■ GIVEN TEXT
Amid talk of student mask mandates and COVID restrictions, more New Hampshire parents are considering alternatives to traditional public schools after a year of remote learning burnout.

Lori Lipke of the New Hampshire Homeschool Coalition said many families who opted to homeschool last year in reaction to the remote learning imposed by public schools have decided the homeschool lifestyle is a better fit.

“I’m seeing a lot more people who have decided to continue homeschool rather than send their children back to school,” Lipke said.

It’s not just New Hampshire. The education news site Chalkbeat reports “enrollment in preschool to 12th grade dropped by 2.6 percent across 41 states last fall,” with New Hampshire losing 3.75 percent of its public school students.

Many of those students are now being homeschooled.

According to the United States Census Bureau, homeschooling has exploded in the country in the past year. Homeschool households typically make up 5.4 percent of all households in the country, but after months of COVID-19 shutdowns and remote learning in the spring of 2020, the number had doubled to 11.1 percent in the fall of 2020 as the new school year began.

In New Hampshire, according to the Census Bureau, the percentage of homeschoolers went from 3.4 percent of all households in the spring of 2020, to more than 6 percent of all households in the fall.

Lipke said many people tried to do the remote learning programs given to them by their public school, but struggled with the rigid curriculum. Homeschool programs don’t need expensive curriculums and many families discovered they could offer a better education tailored for their children on their own, she said.

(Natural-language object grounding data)
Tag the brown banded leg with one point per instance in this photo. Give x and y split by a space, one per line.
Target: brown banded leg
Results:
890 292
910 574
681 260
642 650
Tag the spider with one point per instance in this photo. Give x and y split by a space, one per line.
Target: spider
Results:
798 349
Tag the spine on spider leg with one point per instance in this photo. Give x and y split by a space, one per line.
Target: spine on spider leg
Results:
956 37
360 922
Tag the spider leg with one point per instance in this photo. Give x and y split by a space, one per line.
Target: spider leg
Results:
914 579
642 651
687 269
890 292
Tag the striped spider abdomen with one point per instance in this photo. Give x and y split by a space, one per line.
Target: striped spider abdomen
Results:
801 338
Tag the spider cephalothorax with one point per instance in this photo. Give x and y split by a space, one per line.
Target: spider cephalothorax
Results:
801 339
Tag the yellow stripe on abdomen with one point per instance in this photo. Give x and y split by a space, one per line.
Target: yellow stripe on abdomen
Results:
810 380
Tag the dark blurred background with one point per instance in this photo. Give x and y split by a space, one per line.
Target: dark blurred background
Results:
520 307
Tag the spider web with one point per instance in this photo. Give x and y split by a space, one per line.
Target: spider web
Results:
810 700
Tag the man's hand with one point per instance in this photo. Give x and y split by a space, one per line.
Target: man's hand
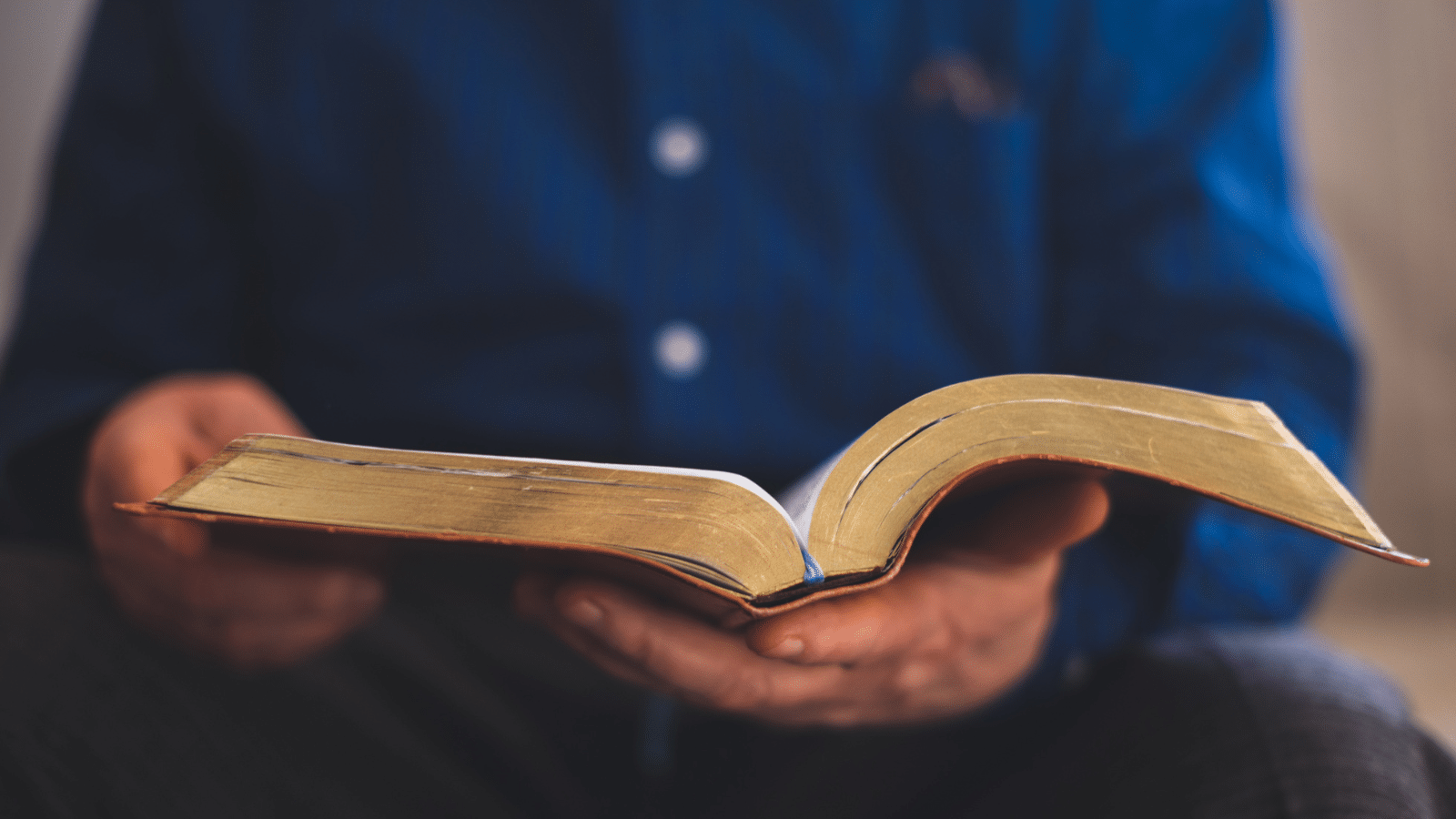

■ EXERCISE GOAL
Summarize the text about homeschooling in New Hampshire in two sentences. Rely only on the text about homeschooling in New Hampshire, not on the lines.

■ SOLUTION
More New Hampshire parents are considering alternatives to traditional public schools after a year of remote learning burnout, and Lori Lipke of the New Hampshire Homeschool Coalition said many families who began homeschooling in reaction to remote learning have decided to continue. According to the Census Bureau, homeschool households nationwide doubled from a typical 5.4 percent to 11.1 percent in the fall of 2020, while in New Hampshire they rose from 3.4 percent in the spring of 2020 to more than 6 percent in the fall.